━━━━━ Selected passage
Medical mistakes — doctors should learn to own up

Published May 10, 2015
In Farzana’s case, the doctor who was supposed to perform the surgery did not show up and someone else replaced her.—Shutterstock
In Farzana’s case, the doctor who was supposed to perform the surgery did not show up and someone else replaced her.—Shutterstock

As Farzana Saleem struggled between life and death in a hospital, her family wondered how it had suddenly gone so wrong. She was admitted for what was understood to be a routine operation: removal of a cyst from her ovary. When she was discharged from the hospital, she was still in severe pain, and three days later, her condition had deteriorated to a point where she had to be admitted to the hospital in critical care.

Farzana’s daughter Ayesha watched her mother lying motionless and wondered if the family would ever be a happy unit again.

“It is not easy to stand outside the ICU and look at your mother’s face, and wonder if she will ever smile or even talk to us,” she recalls. “The doctors were all being so evasive. No one was telling us anything.”

Farzana’s case is not unique; there are dozens, if not hundreds of cases every year across the country that are similar. There are bound to be mistakes in surgical procedures; after all, doctors are human beings too. The problem isn’t that there is medical negligence; the problem is how it is tackled.

In Farzana’s case, the doctor who was supposed to perform the surgery did not show up and someone else replaced her. When they realised that they had botched up the surgery, the doctors disappeared. They did not take the patient or her family into confidence. Instead, they began avoiding them altogether.

Get more details here: Medical negligence

“Our medical training prepares us for treating and diagnosing diseases, but it does not teach us how to talk with patients; our education does not deal with bioethics,” says Dr Aamir Jaffrey, who is a professor of biomedical ethics and culture at SIUT in Karachi.


What happens when a patient suffers because a doctor has been careless? Apparently, not much …


“A person commits mistakes, inadvertently I am sure, but then they would be expected to own up to it. They should have told the patient and the family. [Otherwise] it causes a major trust deficit with the patient and their family. It is important for the doctor to keep the trust.”

Farzana’s husband, Salim, spent days running from one hospital to another hoping that someone would take up her case, but no one was willing to intervene given her situation. Once she was out of the ICU, the hospital released her and Farzana found herself bedridden for three months at home.
━━━━━━━━━━
* Explore the material:
a – Summarize the article on medical mistakes in two sentences.
b – Echo the article on medical mistakes word for word, everything from "As Farzana Saleem" down to "in critical care.".
c – Give what follows in the article on medical mistakes, picking up after its last sentence.
━━━━━ Provided material
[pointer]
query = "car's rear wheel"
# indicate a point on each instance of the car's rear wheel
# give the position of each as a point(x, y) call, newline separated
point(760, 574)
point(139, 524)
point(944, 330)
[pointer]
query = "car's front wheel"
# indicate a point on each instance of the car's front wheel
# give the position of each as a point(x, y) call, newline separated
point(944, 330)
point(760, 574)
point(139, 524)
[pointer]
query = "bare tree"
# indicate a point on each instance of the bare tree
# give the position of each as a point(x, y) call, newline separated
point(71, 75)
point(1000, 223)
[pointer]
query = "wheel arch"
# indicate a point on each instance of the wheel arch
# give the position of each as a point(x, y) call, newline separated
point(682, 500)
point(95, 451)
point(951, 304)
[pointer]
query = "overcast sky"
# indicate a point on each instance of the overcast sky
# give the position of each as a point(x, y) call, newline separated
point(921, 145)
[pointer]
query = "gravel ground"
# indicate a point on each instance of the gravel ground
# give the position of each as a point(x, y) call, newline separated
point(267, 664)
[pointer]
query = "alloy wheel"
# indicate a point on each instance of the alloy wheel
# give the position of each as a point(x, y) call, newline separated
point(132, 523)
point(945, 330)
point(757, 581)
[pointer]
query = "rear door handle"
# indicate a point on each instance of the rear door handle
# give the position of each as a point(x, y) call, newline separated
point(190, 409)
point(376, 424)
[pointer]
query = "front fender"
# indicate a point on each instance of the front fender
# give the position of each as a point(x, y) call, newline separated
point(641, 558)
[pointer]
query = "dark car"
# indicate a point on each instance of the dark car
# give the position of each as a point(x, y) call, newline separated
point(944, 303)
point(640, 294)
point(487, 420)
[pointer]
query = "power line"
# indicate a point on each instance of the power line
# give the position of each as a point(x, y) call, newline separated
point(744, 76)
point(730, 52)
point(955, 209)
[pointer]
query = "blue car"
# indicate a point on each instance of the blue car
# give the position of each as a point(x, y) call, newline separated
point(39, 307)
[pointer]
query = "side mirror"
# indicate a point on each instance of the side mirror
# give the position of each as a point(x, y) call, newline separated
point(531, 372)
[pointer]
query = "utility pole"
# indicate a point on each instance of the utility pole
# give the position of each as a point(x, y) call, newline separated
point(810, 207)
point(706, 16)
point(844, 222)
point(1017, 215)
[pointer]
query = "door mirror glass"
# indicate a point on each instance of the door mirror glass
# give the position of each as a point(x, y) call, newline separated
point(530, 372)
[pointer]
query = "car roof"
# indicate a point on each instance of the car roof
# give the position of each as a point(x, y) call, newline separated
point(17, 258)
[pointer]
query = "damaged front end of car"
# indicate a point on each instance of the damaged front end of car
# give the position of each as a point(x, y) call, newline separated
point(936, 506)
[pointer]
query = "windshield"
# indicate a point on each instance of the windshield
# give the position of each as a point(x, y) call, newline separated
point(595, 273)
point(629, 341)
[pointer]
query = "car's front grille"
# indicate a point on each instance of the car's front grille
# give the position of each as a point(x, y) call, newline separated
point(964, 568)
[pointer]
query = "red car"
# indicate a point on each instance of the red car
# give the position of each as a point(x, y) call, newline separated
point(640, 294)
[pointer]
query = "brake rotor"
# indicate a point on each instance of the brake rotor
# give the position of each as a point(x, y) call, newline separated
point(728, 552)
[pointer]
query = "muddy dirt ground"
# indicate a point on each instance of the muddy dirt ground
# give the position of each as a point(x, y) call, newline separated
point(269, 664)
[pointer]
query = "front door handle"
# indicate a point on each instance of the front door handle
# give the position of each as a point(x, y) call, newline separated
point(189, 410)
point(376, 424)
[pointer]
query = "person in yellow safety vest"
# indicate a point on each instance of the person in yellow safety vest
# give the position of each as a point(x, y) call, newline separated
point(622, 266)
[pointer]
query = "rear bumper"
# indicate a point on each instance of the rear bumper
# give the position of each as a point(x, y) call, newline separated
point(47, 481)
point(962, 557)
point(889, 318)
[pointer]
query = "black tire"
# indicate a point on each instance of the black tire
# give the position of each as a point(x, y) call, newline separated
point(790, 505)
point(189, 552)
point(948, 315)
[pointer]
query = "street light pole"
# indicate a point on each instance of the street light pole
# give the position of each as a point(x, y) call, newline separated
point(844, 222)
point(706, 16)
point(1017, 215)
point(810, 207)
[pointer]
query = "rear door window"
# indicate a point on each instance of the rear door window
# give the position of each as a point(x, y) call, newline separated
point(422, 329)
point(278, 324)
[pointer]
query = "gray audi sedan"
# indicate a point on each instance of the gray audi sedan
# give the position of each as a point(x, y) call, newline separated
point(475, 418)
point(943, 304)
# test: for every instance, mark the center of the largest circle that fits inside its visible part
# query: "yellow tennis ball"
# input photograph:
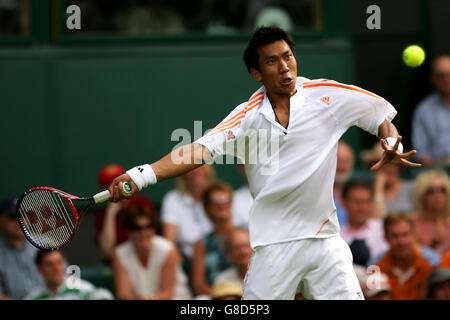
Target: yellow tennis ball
(413, 56)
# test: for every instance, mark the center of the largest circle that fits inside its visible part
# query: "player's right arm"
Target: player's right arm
(174, 164)
(189, 157)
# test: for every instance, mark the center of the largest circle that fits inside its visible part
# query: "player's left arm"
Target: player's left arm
(392, 154)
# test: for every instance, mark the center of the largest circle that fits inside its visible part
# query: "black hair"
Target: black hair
(261, 37)
(355, 184)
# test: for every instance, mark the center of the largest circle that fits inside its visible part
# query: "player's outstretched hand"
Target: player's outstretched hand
(393, 155)
(116, 188)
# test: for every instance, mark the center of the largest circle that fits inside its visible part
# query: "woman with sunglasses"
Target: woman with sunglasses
(145, 266)
(432, 204)
(209, 254)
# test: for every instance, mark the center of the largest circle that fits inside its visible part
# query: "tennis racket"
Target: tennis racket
(49, 217)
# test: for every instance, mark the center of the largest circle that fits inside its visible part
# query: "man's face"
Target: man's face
(441, 75)
(359, 205)
(239, 251)
(52, 268)
(400, 238)
(278, 68)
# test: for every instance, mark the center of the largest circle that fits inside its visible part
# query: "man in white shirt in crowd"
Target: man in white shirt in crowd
(358, 200)
(294, 231)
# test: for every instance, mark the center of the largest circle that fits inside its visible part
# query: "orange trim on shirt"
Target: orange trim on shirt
(236, 116)
(231, 123)
(345, 87)
(315, 81)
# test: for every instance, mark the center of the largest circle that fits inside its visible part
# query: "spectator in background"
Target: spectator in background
(183, 217)
(438, 285)
(238, 252)
(242, 202)
(145, 266)
(431, 119)
(18, 274)
(391, 193)
(404, 264)
(432, 205)
(209, 255)
(227, 290)
(109, 220)
(51, 266)
(360, 228)
(344, 170)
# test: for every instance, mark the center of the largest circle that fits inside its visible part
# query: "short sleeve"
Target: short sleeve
(361, 108)
(221, 140)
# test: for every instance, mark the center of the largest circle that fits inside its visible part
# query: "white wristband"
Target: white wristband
(390, 141)
(142, 176)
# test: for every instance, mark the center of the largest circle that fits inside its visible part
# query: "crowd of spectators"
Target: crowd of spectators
(165, 17)
(197, 246)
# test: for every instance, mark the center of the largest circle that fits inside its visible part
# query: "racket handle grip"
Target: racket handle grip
(101, 196)
(104, 195)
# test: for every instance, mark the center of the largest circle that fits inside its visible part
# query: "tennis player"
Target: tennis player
(294, 231)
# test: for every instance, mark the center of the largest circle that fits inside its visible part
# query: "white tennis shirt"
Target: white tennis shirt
(291, 171)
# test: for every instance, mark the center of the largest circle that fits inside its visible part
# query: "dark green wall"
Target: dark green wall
(67, 111)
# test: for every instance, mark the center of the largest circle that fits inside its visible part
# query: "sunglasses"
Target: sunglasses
(135, 227)
(432, 189)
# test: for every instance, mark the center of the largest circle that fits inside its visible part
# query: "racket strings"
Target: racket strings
(47, 218)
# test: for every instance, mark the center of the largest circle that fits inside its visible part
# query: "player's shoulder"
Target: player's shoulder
(327, 88)
(253, 102)
(313, 86)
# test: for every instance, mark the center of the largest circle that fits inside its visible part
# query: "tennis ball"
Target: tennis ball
(413, 56)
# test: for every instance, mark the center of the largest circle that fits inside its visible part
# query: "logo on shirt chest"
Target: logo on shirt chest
(325, 100)
(230, 135)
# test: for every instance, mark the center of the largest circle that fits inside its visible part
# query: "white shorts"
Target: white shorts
(321, 268)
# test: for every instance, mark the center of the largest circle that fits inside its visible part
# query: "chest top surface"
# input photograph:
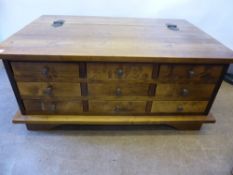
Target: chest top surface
(113, 39)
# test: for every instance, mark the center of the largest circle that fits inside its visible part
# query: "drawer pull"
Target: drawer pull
(118, 91)
(45, 71)
(191, 73)
(117, 108)
(172, 27)
(119, 72)
(180, 108)
(48, 91)
(51, 107)
(184, 92)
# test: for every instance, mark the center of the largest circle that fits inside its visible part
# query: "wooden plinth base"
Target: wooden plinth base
(46, 122)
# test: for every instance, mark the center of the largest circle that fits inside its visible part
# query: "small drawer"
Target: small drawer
(179, 106)
(184, 91)
(118, 89)
(53, 89)
(45, 71)
(196, 73)
(116, 107)
(120, 71)
(53, 107)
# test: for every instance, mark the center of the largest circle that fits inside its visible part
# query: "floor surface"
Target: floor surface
(158, 151)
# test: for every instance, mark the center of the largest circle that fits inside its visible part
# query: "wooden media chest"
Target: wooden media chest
(114, 71)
━━━━━━━━━━
* Per-task answers:
a – Farzana Saleem was admitted for what was understood to be a routine removal of an ovarian cyst, was discharged still in severe pain, and three days later had to be readmitted in critical care, while the doctors who had botched her surgery avoided her family. The article holds that surgical mistakes are bound to happen but that the real problem is how they are tackled, and a professor of biomedical ethics says doctors should own up to mistakes to keep the trust of patients and their families.

b –
As Farzana Saleem struggled between life and death in a hospital, her family wondered how it had suddenly gone so wrong. She was admitted for what was understood to be a routine operation: removal of a cyst from her ovary. When she was discharged from the hospital, she was still in severe pain, and three days later, her condition had deteriorated to a point where she had to be admitted to the hospital in critical care.

c –
“She couldn’t even go to the bathroom; I couldn’t leave her for a second,” says Salim, who is still very emotional about the situation. Salim lost his job and the family began to struggle financially. As the medical bills mounted, he became frustrated and depressed and the entire family suffered.

“Our society ... the kind of conditions that we live in ... if a doctor admit to his mistake, he’s scared that he would be beaten up, his car would be burned, and there wouldn’t just be professional consequences but also a danger to his life,” explains Dr Jaffrey. He is now lobbying for more colleges to teach ethics to their students.

Also read: Imane Malik died due to negligence

“Doctors are still very much respected in our society, and the doctor would have been wise to live up to the trust given by the patient.”

Several months passed and Farzana was living with a urine bag attached to her; she was barely able to move. Salim found a doctor at Shaikh Zayed Hospital willing to help.

“A doctor finally sat us down and explained to us what had gone wrong and what we needed to do to fix it,” says Ayesha. “They didn’t even charge us any fees.”


“Doctors are still very much respected in our society, and the doctor would have been wise to live up to the trust given by the patient.”


Farzana was taken in by the hospital and they began treating her. Ayesha, who had been disheartened by the whole process, began trusting doctors again.

“I had completely lost my faith in the profession of doctors,” she says. “But now I am studying to become a doctor and I know I will be a better one because of what my mother went through.”

Pakistan provides little recourse for patients who have been victims of medical negligence, but Farzana is determined to bring the doctor who botched up her surgery to justice so that others do not suffer the way she did.

“I lived in the ICU for about 50 days, and when they stitched me up, they asked my family to pray for me, and hope for the best …” she says.